▶ [Requirements] Count the lines in the records that contain the string "blue", treating uppercase and lowercase as distinct, and give only the number.

[Records from a data collection]
►
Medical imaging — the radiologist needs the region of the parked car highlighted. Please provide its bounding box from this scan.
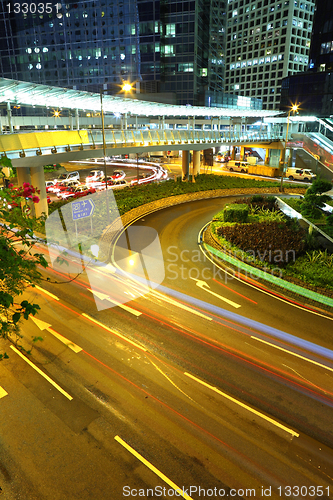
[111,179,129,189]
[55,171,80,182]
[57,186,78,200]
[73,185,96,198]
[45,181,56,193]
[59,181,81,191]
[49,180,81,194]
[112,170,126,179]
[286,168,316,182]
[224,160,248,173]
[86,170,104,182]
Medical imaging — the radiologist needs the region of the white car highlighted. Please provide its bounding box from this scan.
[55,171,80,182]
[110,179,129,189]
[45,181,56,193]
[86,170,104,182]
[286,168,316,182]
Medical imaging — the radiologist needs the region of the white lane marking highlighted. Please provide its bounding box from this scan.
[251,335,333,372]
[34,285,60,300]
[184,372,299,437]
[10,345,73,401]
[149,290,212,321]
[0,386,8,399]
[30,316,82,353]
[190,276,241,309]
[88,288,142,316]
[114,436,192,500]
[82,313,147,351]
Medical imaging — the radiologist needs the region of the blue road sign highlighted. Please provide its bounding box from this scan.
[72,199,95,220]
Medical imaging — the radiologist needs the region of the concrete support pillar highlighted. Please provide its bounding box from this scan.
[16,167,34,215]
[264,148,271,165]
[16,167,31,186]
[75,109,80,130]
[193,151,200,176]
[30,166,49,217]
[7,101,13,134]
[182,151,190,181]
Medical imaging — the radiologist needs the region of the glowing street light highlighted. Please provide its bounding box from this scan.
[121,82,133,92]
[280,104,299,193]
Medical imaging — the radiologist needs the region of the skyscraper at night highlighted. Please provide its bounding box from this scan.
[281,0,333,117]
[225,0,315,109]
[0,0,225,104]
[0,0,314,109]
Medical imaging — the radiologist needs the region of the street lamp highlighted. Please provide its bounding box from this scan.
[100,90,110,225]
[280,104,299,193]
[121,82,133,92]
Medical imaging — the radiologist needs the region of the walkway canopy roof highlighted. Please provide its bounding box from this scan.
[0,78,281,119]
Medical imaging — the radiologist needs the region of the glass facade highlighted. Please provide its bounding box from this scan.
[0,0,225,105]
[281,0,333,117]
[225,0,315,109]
◄
►
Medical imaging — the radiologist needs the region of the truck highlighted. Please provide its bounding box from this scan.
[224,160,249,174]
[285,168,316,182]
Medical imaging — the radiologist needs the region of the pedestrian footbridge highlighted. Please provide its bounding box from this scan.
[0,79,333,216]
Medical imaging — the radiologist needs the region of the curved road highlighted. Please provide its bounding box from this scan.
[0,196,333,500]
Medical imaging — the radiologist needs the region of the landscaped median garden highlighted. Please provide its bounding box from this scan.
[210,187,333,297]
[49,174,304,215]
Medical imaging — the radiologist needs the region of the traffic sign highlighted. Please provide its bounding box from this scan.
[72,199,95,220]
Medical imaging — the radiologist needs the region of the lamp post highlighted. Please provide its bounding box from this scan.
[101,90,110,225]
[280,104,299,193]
◄
►
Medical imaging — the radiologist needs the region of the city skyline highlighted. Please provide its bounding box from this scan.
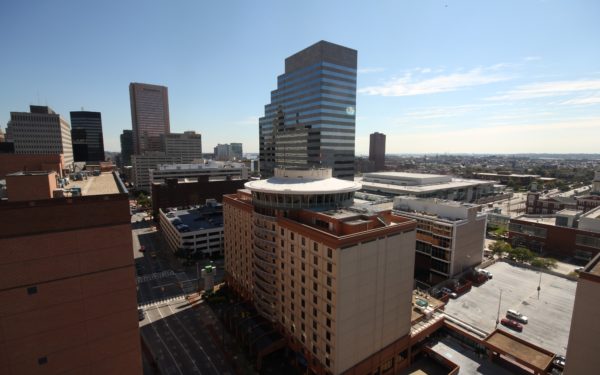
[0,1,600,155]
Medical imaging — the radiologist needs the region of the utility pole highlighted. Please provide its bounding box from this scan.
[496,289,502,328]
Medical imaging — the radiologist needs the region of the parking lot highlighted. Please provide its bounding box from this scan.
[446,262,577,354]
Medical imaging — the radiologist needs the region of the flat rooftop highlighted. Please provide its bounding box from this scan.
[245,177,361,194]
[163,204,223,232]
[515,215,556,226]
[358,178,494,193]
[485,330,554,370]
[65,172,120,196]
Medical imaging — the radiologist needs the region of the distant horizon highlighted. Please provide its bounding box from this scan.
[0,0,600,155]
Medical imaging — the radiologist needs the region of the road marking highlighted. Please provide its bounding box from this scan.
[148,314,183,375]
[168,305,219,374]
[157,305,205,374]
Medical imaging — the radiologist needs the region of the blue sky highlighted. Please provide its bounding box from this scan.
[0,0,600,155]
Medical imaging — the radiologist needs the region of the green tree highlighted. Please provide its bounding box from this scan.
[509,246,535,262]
◄
▶ [Result below] 2